Stored items
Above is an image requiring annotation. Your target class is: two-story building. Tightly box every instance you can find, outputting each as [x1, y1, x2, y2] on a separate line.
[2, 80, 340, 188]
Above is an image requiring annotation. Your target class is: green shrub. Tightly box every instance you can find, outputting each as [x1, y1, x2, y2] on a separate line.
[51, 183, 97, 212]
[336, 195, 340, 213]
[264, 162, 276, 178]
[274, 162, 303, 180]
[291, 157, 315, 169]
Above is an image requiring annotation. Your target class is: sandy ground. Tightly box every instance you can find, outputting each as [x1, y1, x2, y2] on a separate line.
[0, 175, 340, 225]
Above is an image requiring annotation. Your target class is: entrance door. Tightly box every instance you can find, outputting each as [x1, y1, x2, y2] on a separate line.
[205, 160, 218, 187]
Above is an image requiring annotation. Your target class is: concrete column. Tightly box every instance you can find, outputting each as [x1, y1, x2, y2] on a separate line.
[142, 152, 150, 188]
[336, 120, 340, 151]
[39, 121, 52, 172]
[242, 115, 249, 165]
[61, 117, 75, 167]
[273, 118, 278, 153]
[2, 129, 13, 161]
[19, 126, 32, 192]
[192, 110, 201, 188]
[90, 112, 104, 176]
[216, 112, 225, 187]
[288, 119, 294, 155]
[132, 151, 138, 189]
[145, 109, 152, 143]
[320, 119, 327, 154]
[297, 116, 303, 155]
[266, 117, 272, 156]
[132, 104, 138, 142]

* WRITTEN EXERCISE:
Rewrite the records above with "Tightly box" changed to "Draw a tight box around" in every place it occurs, keeping everything else the same.

* REPLY TO THE EXERCISE:
Above is an image requiring annotation. Your target class is: two-story building. Draw a tight box around every instance you can find, outputting each as [x1, y1, x2, y2] on a separate line.
[2, 80, 340, 188]
Above is an image requiring annotation. Your target class is: green shrub. Draw a tight box around every instance you can find, outputting each as [x1, y1, x2, y2] on a separate line.
[51, 183, 97, 212]
[336, 195, 340, 213]
[264, 162, 276, 178]
[274, 162, 303, 180]
[291, 157, 315, 169]
Above is an image requiring annotation. Your target class is: sandy ground. Draw a tight box around every instance you can find, outputting each as [x1, y1, x2, y2] on a separate line.
[0, 175, 340, 225]
Above is an image requiring annotation. Your target class is: entrance door. Draw a tight box around every instance you can find, outputting each as [x1, y1, x2, y2] on a separate line.
[205, 160, 218, 187]
Above is an image requiring annotation. Your target class is: concrete column. Draw a tight box around every instance you can find, outputting each as [x1, y1, x2, y2] on a separate line.
[142, 152, 150, 188]
[336, 120, 340, 151]
[39, 121, 52, 172]
[242, 115, 249, 165]
[61, 117, 75, 167]
[273, 118, 278, 153]
[2, 129, 13, 161]
[19, 126, 32, 192]
[192, 110, 201, 188]
[90, 112, 104, 176]
[216, 112, 225, 187]
[288, 119, 294, 155]
[132, 151, 138, 189]
[145, 109, 152, 143]
[320, 119, 327, 154]
[297, 116, 303, 155]
[266, 117, 272, 156]
[132, 104, 138, 142]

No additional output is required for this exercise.